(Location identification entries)
::::::::::
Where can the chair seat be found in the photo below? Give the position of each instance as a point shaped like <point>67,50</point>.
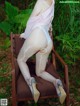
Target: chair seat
<point>46,88</point>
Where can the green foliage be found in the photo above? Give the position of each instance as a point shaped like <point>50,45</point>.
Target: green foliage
<point>15,19</point>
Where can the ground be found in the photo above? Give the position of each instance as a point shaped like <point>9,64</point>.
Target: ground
<point>5,81</point>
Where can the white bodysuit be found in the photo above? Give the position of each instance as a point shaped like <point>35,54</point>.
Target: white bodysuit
<point>40,18</point>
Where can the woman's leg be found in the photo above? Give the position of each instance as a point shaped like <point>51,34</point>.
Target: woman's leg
<point>41,60</point>
<point>25,53</point>
<point>33,44</point>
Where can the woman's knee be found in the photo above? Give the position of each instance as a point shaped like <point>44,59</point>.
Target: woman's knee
<point>39,73</point>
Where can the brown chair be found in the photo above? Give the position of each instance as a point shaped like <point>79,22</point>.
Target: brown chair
<point>20,89</point>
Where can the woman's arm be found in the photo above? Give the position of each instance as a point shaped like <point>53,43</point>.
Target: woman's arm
<point>37,8</point>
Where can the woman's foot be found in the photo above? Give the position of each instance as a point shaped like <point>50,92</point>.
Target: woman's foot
<point>60,91</point>
<point>34,90</point>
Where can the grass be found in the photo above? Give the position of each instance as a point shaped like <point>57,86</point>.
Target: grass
<point>5,82</point>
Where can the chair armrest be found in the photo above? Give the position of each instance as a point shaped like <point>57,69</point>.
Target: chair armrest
<point>66,79</point>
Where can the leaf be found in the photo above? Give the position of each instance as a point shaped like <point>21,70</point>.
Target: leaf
<point>11,10</point>
<point>5,27</point>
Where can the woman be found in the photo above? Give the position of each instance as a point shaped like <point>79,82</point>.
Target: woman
<point>37,40</point>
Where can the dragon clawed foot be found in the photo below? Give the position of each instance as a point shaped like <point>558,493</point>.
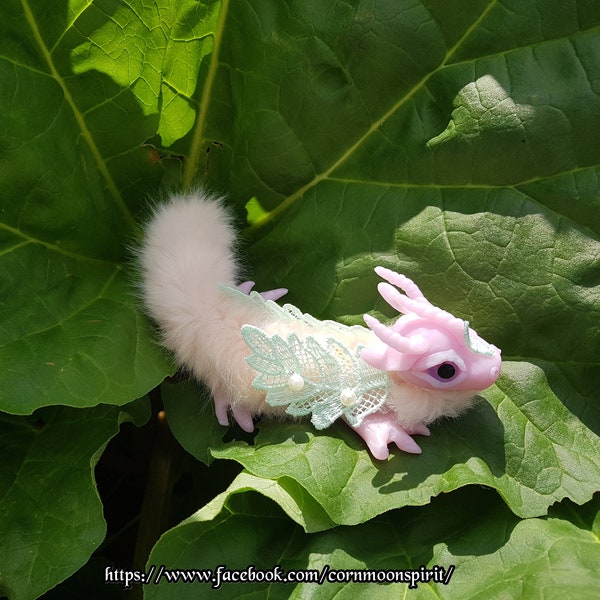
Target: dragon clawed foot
<point>275,294</point>
<point>380,429</point>
<point>223,405</point>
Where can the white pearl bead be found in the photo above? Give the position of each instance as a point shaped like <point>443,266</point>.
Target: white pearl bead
<point>296,382</point>
<point>348,397</point>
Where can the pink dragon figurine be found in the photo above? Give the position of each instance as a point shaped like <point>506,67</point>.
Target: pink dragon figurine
<point>387,382</point>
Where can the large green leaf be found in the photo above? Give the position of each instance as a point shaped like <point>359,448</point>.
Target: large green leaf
<point>72,171</point>
<point>50,513</point>
<point>454,142</point>
<point>487,551</point>
<point>533,451</point>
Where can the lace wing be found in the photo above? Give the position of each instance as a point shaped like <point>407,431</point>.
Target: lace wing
<point>327,381</point>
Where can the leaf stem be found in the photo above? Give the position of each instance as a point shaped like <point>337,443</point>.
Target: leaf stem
<point>193,160</point>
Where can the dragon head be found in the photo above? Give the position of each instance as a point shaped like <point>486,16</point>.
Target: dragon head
<point>428,346</point>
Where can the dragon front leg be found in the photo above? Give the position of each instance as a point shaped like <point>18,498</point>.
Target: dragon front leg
<point>380,429</point>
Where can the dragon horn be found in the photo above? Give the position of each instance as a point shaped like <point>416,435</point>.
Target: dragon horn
<point>408,286</point>
<point>422,308</point>
<point>414,345</point>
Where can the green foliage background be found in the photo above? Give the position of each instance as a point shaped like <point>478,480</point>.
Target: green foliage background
<point>456,142</point>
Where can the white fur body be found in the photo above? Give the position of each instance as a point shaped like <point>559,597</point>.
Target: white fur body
<point>188,251</point>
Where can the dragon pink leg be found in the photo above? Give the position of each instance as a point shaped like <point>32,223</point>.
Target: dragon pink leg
<point>380,429</point>
<point>242,416</point>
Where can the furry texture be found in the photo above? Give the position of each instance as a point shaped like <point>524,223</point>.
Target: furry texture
<point>188,253</point>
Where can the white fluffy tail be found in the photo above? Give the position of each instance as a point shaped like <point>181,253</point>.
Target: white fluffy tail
<point>187,252</point>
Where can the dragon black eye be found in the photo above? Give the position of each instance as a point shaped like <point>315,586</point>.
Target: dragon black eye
<point>446,371</point>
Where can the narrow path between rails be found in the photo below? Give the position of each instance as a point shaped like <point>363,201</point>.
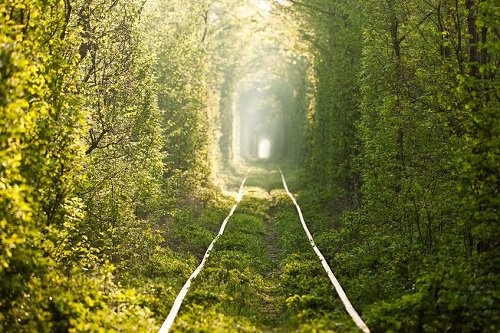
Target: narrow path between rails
<point>167,324</point>
<point>262,275</point>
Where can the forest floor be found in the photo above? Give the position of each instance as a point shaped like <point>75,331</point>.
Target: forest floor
<point>263,275</point>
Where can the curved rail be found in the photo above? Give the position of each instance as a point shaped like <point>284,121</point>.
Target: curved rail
<point>167,324</point>
<point>347,304</point>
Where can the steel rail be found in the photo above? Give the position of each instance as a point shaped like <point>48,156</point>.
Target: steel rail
<point>167,324</point>
<point>347,304</point>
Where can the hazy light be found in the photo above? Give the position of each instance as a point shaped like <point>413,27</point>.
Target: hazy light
<point>263,5</point>
<point>264,149</point>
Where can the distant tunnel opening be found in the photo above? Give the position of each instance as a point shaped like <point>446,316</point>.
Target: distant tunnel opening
<point>261,126</point>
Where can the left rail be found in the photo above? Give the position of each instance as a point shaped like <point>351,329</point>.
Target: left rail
<point>167,324</point>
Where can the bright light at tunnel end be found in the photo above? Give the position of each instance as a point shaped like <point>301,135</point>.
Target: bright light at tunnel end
<point>264,149</point>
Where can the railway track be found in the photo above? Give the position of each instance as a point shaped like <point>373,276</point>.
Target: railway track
<point>169,321</point>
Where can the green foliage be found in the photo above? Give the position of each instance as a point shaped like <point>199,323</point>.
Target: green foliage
<point>420,248</point>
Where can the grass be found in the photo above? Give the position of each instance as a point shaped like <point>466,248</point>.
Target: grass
<point>262,275</point>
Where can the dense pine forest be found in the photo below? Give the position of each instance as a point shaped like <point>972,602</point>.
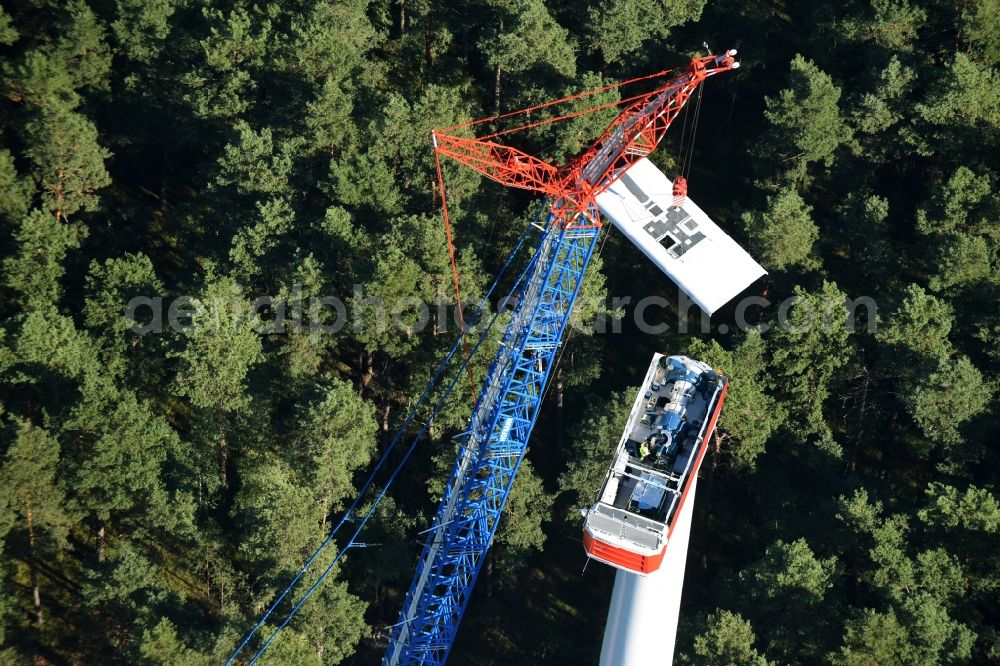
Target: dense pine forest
<point>166,469</point>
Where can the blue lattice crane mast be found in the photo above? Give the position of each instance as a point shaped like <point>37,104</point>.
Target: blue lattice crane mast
<point>493,446</point>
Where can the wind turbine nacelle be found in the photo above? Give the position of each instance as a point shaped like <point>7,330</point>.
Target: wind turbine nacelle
<point>681,241</point>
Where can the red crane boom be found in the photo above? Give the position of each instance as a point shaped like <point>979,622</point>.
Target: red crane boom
<point>573,188</point>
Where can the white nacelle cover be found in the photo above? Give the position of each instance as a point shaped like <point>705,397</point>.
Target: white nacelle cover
<point>685,244</point>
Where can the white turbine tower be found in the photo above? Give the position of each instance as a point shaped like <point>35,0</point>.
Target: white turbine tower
<point>642,617</point>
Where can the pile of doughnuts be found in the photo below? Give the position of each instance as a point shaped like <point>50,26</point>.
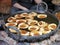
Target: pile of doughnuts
<point>28,26</point>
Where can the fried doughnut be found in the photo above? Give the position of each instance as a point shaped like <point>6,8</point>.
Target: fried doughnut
<point>22,26</point>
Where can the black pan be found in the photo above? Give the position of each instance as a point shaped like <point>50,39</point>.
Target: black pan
<point>50,19</point>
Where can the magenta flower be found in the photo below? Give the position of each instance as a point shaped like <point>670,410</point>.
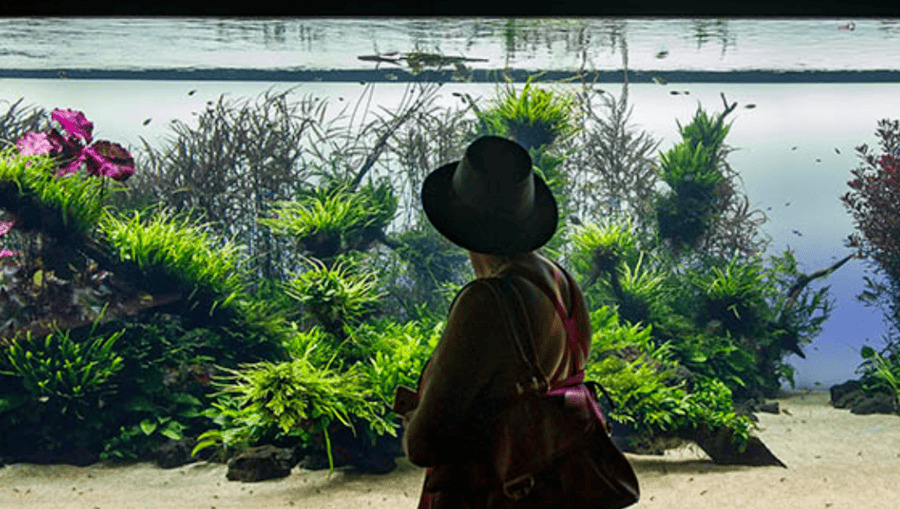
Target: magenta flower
<point>5,226</point>
<point>103,158</point>
<point>75,123</point>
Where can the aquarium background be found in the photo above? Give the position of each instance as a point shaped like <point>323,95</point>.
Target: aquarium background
<point>794,146</point>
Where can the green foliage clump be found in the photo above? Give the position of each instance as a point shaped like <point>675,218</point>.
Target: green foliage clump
<point>534,117</point>
<point>67,206</point>
<point>881,370</point>
<point>53,390</point>
<point>650,392</point>
<point>334,295</point>
<point>176,253</point>
<point>334,219</point>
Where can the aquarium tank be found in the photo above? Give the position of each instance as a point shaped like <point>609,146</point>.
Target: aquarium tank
<point>220,244</point>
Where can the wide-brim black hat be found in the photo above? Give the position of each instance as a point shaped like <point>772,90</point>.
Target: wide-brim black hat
<point>491,201</point>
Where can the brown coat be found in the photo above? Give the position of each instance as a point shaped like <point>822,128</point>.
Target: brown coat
<point>476,353</point>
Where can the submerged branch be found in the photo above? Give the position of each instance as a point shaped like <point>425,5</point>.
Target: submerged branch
<point>803,280</point>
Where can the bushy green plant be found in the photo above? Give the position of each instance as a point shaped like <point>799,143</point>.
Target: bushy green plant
<point>643,379</point>
<point>733,295</point>
<point>60,206</point>
<point>598,248</point>
<point>334,296</point>
<point>882,369</point>
<point>534,117</point>
<point>293,396</point>
<point>180,250</point>
<point>53,393</point>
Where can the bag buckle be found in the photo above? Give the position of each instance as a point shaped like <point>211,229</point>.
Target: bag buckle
<point>519,488</point>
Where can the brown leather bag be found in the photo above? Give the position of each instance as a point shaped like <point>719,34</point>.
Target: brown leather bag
<point>542,442</point>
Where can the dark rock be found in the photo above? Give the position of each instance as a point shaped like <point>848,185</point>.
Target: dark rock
<point>718,444</point>
<point>261,463</point>
<point>843,395</point>
<point>770,408</point>
<point>175,453</point>
<point>877,403</point>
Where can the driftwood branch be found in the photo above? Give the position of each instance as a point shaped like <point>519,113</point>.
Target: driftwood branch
<point>803,280</point>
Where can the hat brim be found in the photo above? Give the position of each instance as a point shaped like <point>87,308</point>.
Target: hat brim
<point>480,229</point>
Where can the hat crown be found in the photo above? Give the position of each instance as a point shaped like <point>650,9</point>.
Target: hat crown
<point>496,173</point>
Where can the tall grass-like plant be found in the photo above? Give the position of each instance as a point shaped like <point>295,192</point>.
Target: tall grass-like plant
<point>651,396</point>
<point>735,295</point>
<point>62,373</point>
<point>179,249</point>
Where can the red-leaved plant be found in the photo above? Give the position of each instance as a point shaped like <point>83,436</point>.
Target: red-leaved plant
<point>74,148</point>
<point>874,201</point>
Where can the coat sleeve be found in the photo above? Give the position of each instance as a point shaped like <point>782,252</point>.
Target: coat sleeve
<point>471,353</point>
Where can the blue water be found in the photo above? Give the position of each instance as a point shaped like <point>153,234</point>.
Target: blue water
<point>815,118</point>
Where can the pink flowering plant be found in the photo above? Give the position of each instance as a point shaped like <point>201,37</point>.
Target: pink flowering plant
<point>73,148</point>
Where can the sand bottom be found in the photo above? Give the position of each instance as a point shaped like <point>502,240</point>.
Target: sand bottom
<point>835,460</point>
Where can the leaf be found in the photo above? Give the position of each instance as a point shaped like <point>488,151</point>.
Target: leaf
<point>148,426</point>
<point>173,430</point>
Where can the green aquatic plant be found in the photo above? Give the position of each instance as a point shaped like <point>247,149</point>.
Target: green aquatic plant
<point>534,117</point>
<point>599,248</point>
<point>651,393</point>
<point>63,207</point>
<point>699,189</point>
<point>734,295</point>
<point>62,373</point>
<point>334,218</point>
<point>292,396</point>
<point>178,249</point>
<point>640,291</point>
<point>882,369</point>
<point>335,295</point>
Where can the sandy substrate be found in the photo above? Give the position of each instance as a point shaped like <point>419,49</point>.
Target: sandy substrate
<point>835,460</point>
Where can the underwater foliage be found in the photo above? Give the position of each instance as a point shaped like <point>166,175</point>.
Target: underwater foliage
<point>652,395</point>
<point>872,202</point>
<point>534,117</point>
<point>335,295</point>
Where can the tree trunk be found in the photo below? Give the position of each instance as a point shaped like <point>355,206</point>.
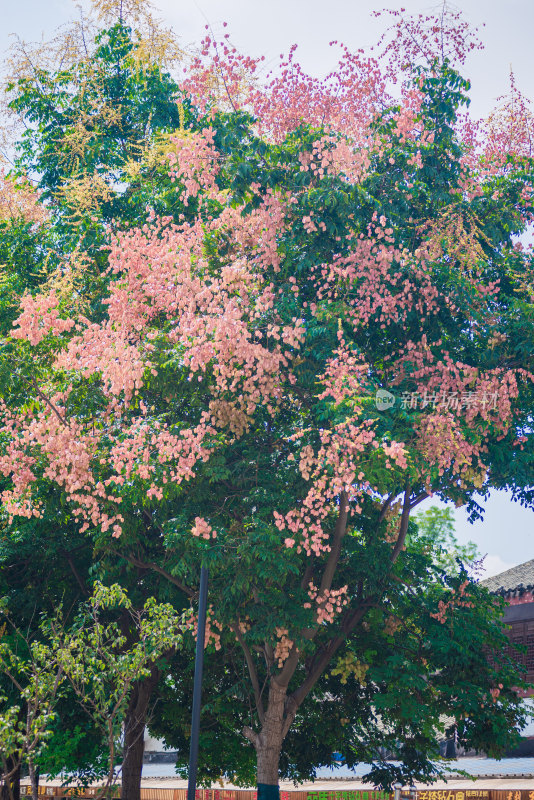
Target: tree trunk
<point>11,791</point>
<point>34,779</point>
<point>134,729</point>
<point>269,743</point>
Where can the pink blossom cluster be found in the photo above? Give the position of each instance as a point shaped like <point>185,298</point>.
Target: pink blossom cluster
<point>329,602</point>
<point>203,529</point>
<point>39,317</point>
<point>283,646</point>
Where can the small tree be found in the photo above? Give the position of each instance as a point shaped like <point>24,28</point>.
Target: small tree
<point>28,712</point>
<point>104,666</point>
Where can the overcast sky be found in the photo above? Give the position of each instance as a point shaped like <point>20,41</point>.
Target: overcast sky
<point>269,28</point>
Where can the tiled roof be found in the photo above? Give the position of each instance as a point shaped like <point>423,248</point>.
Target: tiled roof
<point>521,576</point>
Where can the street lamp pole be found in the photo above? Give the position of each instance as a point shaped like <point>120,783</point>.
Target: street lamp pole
<point>197,685</point>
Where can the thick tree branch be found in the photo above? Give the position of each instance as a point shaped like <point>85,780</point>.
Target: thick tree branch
<point>251,671</point>
<point>251,735</point>
<point>386,505</point>
<point>156,568</point>
<point>288,670</point>
<point>323,658</point>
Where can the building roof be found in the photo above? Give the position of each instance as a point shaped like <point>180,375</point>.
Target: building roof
<point>520,577</point>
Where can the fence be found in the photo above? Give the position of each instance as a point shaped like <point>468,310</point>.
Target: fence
<point>334,794</point>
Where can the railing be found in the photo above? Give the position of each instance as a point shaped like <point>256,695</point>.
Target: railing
<point>157,793</point>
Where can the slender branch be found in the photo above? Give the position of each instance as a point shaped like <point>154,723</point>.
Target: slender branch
<point>335,548</point>
<point>76,574</point>
<point>156,568</point>
<point>49,403</point>
<point>403,528</point>
<point>328,652</point>
<point>386,505</point>
<point>251,671</point>
<point>419,499</point>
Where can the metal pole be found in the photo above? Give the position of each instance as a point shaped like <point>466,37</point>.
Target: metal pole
<point>197,685</point>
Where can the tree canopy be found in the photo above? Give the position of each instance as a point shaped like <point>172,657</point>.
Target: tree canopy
<point>298,310</point>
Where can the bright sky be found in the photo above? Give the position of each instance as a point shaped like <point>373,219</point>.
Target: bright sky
<point>269,28</point>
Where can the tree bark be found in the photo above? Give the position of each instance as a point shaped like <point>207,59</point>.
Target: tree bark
<point>34,779</point>
<point>11,786</point>
<point>269,742</point>
<point>134,729</point>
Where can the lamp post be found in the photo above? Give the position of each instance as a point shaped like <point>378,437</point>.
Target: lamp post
<point>197,685</point>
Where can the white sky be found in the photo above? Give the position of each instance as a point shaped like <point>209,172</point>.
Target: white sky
<point>269,28</point>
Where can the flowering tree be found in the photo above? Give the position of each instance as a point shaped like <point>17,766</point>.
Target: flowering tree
<point>320,336</point>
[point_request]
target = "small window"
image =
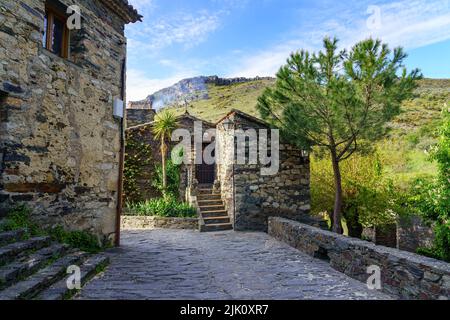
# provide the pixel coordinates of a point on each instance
(56, 33)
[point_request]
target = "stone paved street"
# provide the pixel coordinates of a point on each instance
(182, 264)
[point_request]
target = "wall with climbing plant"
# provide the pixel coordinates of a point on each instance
(140, 153)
::::::::::
### TO DO
Change "green foliage" to "dense leaves" in everything from the start of the records down to the line containing "<point>40,18</point>", and give back only those lines, without the pictures.

### ANSWER IN FULL
Where can the chair seat be found in the photo below? Give the position of each instance as a point shaped like <point>67,50</point>.
Target: chair seat
<point>46,88</point>
Where can the dense leaves be found in the photo above? Give the position of each instance as a point shaped like <point>50,45</point>.
Target: dense leaves
<point>15,19</point>
Where can the ground be found in the photo above? Give the position of each instance as a point shaped like <point>9,64</point>.
Target: ground
<point>5,81</point>
Where can the white bodysuit be found in the photo above? Give the position of each instance as a point shaped like <point>35,54</point>.
Target: white bodysuit
<point>40,18</point>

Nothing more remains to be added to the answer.